- [Document section]
-----

Question concerning statistics in fieldtrip

Eric Maris maris at NICI.RU.NL
Mon Feb 12 21:35:13 CET 2007


Dear Markus,



Good to hear that you like our statistics routines. However, I'm afraid that
I have to disappoint you a little bit now. Permutation test are not well
suited for testing interaction effects. This is because the null hypothesis
(i.e., additive effects) is a constraint on the expected values of your
dependent variable, observed in the different conditions. In contrast, the
null hypotheses that can be tested with a permutation test all have to be
phrased in terms of equality of probability distributions in the different
conditions.

The closest you can get with a permutation test, is testing the effect of
one independent variable (say SIZE) within the different levels of AGE.

-----

- [Listed entries]
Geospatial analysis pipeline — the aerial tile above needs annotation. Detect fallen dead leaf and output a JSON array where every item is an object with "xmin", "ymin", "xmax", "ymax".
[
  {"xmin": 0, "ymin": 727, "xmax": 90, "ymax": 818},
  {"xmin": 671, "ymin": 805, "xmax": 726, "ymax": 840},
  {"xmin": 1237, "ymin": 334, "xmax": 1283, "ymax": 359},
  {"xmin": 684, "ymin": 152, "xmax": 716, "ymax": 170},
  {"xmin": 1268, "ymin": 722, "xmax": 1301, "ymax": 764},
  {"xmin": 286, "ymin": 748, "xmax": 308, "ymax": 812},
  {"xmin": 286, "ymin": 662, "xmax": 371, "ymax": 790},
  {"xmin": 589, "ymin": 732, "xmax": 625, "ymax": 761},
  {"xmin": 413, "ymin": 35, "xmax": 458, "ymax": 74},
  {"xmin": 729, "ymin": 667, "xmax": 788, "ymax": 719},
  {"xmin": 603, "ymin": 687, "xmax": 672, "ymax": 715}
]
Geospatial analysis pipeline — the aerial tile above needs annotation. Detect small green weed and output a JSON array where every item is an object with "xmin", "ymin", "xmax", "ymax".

-----

- [Problems to work on]
- A) Reproduce the passage of the message on permutation tests that begins at the words "Good to hear" and stops after the words "levels of AGE.".
- B) Rewrite every row in full, requests included. Multiply each bounding-box coordinate in the answers by 2.25 and round to the nearest whole number, with halves rounded up.

- [Responses in order]
- A)
Good to hear that you like our statistics routines. However, I'm afraid that
I have to disappoint you a little bit now. Permutation test are not well
suited for testing interaction effects. This is because the null hypothesis
(i.e., additive effects) is a constraint on the expected values of your
dependent variable, observed in the different conditions. In contrast, the
null hypotheses that can be tested with a permutation test all have to be
phrased in terms of equality of probability distributions in the different
conditions.

The closest you can get with a permutation test, is testing the effect of
one independent variable (say SIZE) within the different levels of AGE.

- B)
Geospatial analysis pipeline — the aerial tile above needs annotation. Detect fallen dead leaf and output a JSON array where every item is an object with "xmin", "ymin", "xmax", "ymax".
[
  {"xmin": 0, "ymin": 1636, "xmax": 203, "ymax": 1841},
  {"xmin": 1510, "ymin": 1811, "xmax": 1634, "ymax": 1890},
  {"xmin": 2783, "ymin": 752, "xmax": 2887, "ymax": 808},
  {"xmin": 1539, "ymin": 342, "xmax": 1611, "ymax": 383},
  {"xmin": 2853, "ymin": 1625, "xmax": 2927, "ymax": 1719},
  {"xmin": 644, "ymin": 1683, "xmax": 693, "ymax": 1827},
  {"xmin": 644, "ymin": 1490, "xmax": 835, "ymax": 1778},
  {"xmin": 1325, "ymin": 1647, "xmax": 1406, "ymax": 1712},
  {"xmin": 929, "ymin": 79, "xmax": 1031, "ymax": 167},
  {"xmin": 1640, "ymin": 1501, "xmax": 1773, "ymax": 1618},
  {"xmin": 1357, "ymin": 1546, "xmax": 1512, "ymax": 1609}
]
Geospatial analysis pipeline — the aerial tile above needs annotation. Detect small green weed and output a JSON array where every item is an object with "xmin", "ymin", "xmax", "ymax".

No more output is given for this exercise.